Requirement
Output every record below precisely as it is written.

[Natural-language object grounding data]
=== Section Start ===

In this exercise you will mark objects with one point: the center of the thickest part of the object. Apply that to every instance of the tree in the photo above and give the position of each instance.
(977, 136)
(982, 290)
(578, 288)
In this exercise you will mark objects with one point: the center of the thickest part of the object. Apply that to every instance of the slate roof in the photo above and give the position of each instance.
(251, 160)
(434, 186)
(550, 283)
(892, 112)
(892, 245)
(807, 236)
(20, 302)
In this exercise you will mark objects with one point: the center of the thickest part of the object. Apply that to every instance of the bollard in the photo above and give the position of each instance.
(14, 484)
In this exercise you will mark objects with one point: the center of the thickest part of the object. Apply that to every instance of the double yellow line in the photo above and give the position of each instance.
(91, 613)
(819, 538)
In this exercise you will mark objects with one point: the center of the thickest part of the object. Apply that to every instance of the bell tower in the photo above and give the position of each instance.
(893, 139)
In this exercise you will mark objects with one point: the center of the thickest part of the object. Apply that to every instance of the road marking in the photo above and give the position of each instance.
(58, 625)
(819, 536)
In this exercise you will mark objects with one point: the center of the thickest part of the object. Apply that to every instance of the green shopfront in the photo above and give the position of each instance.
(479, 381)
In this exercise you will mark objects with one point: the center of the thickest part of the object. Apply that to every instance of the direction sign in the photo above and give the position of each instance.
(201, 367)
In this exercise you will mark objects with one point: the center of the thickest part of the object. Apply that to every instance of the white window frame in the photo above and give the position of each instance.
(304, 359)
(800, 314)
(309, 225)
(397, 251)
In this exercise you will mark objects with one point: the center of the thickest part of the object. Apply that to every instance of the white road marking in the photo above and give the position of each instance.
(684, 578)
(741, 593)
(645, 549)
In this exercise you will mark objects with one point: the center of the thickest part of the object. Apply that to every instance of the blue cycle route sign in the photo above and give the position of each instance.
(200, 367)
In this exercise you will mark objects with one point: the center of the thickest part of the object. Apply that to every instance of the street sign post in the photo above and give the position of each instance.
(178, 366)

=== Section End ===

Output
In this exercise you will mark objects with one point: the center of the thickest part of the object. Apply that to every instance of the tree in the photo above and give the position of each instance.
(977, 136)
(982, 290)
(578, 288)
In this exercise you will mark objects with one point: the center of the thickest part of the object. Apply that to every instance of the slate roof in the photo above and give the position of each instance.
(251, 160)
(434, 186)
(550, 283)
(892, 112)
(892, 245)
(807, 236)
(20, 302)
In this exercise you will mark objects with one point: the center of the thickest part of the object. Apply that to every instance of the bollard in the photo above and give the position of each instance.
(14, 484)
In this exercise you will mark objects with one point: the center of the thickest part of the object. Apply that to every instance of the double yellow line in the photo above and give the position of each instance.
(91, 613)
(819, 538)
In this exercise you will mark objects with one point: the center of the thickest part of the object. Apply that to every instance of the bell tower in the photo above and give the position of each instance.
(893, 139)
In this exercise you will mark objects with one point: the center of the thickest part of the object. Apply that to every instance of the road marking in the photo above and give the position of each instance.
(58, 625)
(819, 536)
In this exercise you will mark objects with one point: the center of the thickest part of the object. Apply that to every instance of the green shopfront in the photo above and give the position of each instance.
(479, 381)
In this exercise you will mark objects with one point: the center of the thickest part of the object. Apply that to every instance of the direction sign in the photo above and give the position of each instance.
(201, 367)
In this exercise you will mark objects with one point: the center of the thickest part of the object. Apply that to every instance of the white window frame in the photo above and give the position of each instance.
(304, 359)
(800, 314)
(309, 225)
(397, 251)
In this exercise you will mark objects with one point: the center of the thickest part of the object. Apply that to every instance of the white road marking in the photo above and give the position of each instance.
(684, 578)
(741, 593)
(645, 549)
In this exercise you will mark objects with one point: the center of the thickest part of the object. Apply that to every instance of the blue cycle route sign in the photo above and give the position of each instance.
(200, 367)
In this exercise you will mark objects with one point: the center of the thickest part of the object. Apply that to every instance of the street sign post in the photo above and give the position of each instance.
(178, 366)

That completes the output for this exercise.